Tierhilfe Wolfsburg

Kein Kuschel­kurs, sondern echte Lebensrettung

Die Tierhilfe Wolfsburg e. V. holt Hunde und Katzen aus dem Elend – und bringt sie in ein liebe­volles Zuhause

Nein, es ist nicht bloß ein Marketing-Gag, auch wenn Katzen­bilder – so eine zentrale Erkenntnis aus dem World-Wide-Web-Zeitalter – ja irgendwie immer gehen. Über die zucker­süße, überglück­liche Flauschig­keit hinaus ist der jährliche Fotoka­lender der Tierhilfe Wolfsburg vor allem eine Erfolgs­do­ku­men­ta­tion. Denn auf der Inter­net­seite des Vereins gibt es auch ganz andere Bilder: Dort zeigen die Helfe­rinnen und Helfer, in welch entsetz­li­chem Zustand die Katzen und Hunde sind, die sie in ihre Obhut nehmen. Und denen sie mit Hilfe von derzeit sieben Pflege­fa­mi­lien ein vierbei­ner­wür­diges Leben zurückgeben.
━━━━
AUFGABE 1: Mit Hilfe von wie vielen Pflegefamilien gibt die Tierhilfe Wolfsburg laut dem Auszug den Tieren derzeit ein Leben zurück?
AUFGABE 2: Geben Sie einen Abschnitt aus dem Auszug über die Tierhilfe Wolfsburg wortwörtlich wieder: Beginnen Sie bei den Worten „Nein, es ist“ und hören Sie nach „vierbei­ner­wür­diges Leben zurückgeben.“ auf.

GEGEBENE ANGABEN:
━━━━
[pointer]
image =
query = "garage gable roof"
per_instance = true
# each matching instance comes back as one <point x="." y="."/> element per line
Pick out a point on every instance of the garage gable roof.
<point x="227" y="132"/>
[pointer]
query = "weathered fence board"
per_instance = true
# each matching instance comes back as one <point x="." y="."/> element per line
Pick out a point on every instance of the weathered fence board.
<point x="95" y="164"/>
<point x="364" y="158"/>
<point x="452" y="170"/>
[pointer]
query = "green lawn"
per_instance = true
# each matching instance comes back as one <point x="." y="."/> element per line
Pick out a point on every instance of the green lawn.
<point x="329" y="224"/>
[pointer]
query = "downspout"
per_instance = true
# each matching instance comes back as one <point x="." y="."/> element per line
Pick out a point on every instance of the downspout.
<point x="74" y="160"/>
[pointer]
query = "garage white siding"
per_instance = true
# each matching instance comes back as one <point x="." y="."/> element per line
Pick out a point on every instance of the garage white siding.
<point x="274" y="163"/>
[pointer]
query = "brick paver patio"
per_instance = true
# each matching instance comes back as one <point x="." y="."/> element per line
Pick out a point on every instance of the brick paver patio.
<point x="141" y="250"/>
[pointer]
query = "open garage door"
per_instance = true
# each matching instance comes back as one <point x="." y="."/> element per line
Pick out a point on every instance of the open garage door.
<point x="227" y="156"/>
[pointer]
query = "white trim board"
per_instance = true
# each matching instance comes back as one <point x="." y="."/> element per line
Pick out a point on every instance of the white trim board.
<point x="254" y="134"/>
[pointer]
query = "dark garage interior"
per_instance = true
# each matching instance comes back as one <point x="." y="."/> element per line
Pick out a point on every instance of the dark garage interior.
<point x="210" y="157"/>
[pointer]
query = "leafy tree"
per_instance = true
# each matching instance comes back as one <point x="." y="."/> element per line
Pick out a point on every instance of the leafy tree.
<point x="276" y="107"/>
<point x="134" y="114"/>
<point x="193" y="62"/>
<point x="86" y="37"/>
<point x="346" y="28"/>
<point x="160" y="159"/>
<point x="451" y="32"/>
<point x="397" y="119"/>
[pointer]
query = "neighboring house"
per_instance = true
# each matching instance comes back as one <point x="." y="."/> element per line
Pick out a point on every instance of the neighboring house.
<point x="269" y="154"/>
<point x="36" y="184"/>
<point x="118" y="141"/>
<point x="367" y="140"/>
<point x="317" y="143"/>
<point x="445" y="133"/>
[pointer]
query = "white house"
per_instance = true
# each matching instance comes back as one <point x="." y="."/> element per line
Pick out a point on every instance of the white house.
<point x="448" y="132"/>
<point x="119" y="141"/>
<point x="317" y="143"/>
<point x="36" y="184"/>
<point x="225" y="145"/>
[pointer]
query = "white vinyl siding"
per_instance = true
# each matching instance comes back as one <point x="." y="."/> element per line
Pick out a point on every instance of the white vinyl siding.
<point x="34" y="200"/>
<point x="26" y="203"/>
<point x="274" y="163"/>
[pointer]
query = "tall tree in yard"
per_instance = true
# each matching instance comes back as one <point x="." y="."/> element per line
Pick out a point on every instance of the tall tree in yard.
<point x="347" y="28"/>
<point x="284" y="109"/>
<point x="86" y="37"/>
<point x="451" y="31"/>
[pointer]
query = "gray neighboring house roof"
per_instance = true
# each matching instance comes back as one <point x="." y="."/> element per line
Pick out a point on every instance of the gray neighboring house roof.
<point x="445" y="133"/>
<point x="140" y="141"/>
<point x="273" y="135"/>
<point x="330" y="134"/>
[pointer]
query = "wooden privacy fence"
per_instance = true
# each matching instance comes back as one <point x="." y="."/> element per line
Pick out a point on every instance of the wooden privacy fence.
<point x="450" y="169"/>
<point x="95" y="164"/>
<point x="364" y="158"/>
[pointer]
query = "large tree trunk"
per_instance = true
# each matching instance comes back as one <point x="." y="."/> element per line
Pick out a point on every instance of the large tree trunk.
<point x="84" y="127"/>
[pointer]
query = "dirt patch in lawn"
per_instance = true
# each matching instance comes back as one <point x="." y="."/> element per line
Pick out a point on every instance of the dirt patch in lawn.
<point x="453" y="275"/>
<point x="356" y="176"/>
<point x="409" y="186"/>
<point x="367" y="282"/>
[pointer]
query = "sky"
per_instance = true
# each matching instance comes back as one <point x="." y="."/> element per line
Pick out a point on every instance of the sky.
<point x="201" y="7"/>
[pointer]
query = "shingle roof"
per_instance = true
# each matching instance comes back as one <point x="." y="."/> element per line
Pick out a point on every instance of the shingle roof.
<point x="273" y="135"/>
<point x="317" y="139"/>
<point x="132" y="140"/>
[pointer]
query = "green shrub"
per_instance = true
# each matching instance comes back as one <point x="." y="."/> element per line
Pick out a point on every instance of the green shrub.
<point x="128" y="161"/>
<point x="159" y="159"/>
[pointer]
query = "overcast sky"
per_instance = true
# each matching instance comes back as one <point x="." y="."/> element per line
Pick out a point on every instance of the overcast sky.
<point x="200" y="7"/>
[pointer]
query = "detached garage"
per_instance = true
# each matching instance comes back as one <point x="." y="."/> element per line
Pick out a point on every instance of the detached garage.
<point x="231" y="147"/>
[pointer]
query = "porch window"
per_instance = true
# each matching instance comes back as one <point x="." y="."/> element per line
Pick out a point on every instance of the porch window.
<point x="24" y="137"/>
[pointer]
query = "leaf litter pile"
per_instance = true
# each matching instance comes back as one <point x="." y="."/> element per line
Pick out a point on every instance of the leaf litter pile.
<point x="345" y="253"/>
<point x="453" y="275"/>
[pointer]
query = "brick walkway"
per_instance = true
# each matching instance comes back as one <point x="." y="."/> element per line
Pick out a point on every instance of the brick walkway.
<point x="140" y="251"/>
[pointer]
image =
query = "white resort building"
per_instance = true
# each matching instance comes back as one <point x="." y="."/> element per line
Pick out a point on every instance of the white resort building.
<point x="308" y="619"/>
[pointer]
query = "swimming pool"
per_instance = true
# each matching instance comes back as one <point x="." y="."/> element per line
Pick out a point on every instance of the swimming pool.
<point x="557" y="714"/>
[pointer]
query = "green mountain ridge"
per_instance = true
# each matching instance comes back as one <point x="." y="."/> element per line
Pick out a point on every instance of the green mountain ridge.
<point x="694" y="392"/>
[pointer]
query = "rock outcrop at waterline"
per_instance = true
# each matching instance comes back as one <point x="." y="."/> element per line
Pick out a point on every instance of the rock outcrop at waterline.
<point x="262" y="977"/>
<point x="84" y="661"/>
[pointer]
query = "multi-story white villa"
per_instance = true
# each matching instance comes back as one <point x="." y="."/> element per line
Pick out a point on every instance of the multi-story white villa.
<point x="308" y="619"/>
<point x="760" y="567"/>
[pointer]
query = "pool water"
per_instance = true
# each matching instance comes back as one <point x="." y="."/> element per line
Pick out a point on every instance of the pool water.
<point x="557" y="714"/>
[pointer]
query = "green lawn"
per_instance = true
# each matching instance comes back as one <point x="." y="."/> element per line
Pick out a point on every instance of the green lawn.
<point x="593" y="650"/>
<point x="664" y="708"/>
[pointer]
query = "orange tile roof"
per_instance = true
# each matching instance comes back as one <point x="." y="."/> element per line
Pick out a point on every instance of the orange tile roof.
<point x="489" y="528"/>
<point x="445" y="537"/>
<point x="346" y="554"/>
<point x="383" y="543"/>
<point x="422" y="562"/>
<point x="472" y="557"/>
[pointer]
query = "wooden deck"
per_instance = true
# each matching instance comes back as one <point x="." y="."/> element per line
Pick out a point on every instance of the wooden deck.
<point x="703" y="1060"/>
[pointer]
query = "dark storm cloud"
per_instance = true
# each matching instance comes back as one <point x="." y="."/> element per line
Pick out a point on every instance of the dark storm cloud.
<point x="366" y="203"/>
━━━━
SCHRIFTLICHE LÖSUNG 1: Mit Hilfe von derzeit sieben Pflegefamilien.

SCHRIFTLICHE LÖSUNG 2:
Nein, es ist nicht bloß ein Marketing-Gag, auch wenn Katzen­bilder – so eine zentrale Erkenntnis aus dem World-Wide-Web-Zeitalter – ja irgendwie immer gehen. Über die zucker­süße, überglück­liche Flauschig­keit hinaus ist der jährliche Fotoka­lender der Tierhilfe Wolfsburg vor allem eine Erfolgs­do­ku­men­ta­tion. Denn auf der Inter­net­seite des Vereins gibt es auch ganz andere Bilder: Dort zeigen die Helfe­rinnen und Helfer, in welch entsetz­li­chem Zustand die Katzen und Hunde sind, die sie in ihre Obhut nehmen. Und denen sie mit Hilfe von derzeit sieben Pflege­fa­mi­lien ein vierbei­ner­wür­diges Leben zurückgeben.